Transcribe the data underneath exactly, keeping every word in place.

-- Material supplied follows --

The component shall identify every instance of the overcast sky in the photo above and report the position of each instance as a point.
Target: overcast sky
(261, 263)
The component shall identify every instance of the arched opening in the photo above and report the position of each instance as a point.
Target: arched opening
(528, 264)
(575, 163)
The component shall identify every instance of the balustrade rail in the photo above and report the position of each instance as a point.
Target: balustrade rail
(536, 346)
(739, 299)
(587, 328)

-- Material supplied concluded --

• Reply
The component shall identify every instance of the overcast sky in the photo above and report the position of each instance as a point.
Target: overcast sky
(261, 263)
The component shall identify every instance of the arched opening in the photo above and report the position of each instance as a point.
Target: arched opening
(528, 264)
(575, 163)
The component shall identify every instance of the balustrade rail in the photo above and report the position of each instance as a point.
Target: balustrade rail
(536, 346)
(739, 299)
(587, 328)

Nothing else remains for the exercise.